▸ **GOAL OF THE EXERCISE**: Copies of all lines containing the string "green" are needed from the data below.

------------------------------------------------------------------------

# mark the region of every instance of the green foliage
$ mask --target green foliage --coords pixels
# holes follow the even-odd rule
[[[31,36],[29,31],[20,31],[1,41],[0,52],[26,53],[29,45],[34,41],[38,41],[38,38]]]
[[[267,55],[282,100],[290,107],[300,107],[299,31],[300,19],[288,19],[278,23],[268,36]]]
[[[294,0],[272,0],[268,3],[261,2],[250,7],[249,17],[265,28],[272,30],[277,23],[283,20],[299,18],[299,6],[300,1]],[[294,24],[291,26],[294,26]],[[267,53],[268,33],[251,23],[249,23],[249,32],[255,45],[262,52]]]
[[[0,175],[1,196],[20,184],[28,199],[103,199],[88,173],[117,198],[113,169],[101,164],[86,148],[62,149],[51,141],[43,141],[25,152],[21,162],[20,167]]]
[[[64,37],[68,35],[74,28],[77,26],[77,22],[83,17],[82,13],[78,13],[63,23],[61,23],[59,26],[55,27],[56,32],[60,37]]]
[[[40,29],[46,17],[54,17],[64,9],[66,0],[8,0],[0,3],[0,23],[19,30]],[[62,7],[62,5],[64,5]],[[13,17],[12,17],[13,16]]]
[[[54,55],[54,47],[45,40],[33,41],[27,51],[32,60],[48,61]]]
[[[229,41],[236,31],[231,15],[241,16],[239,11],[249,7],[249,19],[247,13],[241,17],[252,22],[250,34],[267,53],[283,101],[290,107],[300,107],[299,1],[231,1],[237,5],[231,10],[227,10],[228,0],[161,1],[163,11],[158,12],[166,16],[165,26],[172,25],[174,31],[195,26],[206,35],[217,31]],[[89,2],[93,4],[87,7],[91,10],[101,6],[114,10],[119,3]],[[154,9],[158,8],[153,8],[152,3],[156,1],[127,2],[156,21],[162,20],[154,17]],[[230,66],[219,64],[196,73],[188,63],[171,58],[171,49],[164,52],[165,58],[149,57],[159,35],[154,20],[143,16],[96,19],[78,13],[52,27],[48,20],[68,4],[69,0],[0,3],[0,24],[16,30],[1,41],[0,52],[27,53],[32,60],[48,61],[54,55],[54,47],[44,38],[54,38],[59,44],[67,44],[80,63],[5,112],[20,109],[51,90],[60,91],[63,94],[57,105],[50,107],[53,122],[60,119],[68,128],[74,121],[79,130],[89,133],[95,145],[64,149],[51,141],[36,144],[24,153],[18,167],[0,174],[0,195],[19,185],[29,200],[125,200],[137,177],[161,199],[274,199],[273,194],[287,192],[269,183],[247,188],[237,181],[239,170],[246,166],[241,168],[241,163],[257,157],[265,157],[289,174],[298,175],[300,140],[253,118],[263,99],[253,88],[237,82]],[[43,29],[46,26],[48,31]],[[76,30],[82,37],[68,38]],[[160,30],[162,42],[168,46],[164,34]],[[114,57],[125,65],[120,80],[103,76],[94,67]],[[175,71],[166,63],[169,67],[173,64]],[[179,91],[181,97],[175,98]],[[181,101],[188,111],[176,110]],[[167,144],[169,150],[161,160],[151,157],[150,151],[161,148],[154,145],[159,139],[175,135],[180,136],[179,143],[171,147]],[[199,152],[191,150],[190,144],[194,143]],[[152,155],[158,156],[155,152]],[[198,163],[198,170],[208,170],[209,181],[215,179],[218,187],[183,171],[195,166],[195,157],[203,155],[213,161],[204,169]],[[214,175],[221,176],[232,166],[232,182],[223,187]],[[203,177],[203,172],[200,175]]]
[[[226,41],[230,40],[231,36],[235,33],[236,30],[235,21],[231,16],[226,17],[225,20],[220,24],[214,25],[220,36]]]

------------------------------------------------------------------------

▸ **TASK OUTPUT**:
# mark the region of every instance of the green foliage
$ mask --target green foliage --coords pixels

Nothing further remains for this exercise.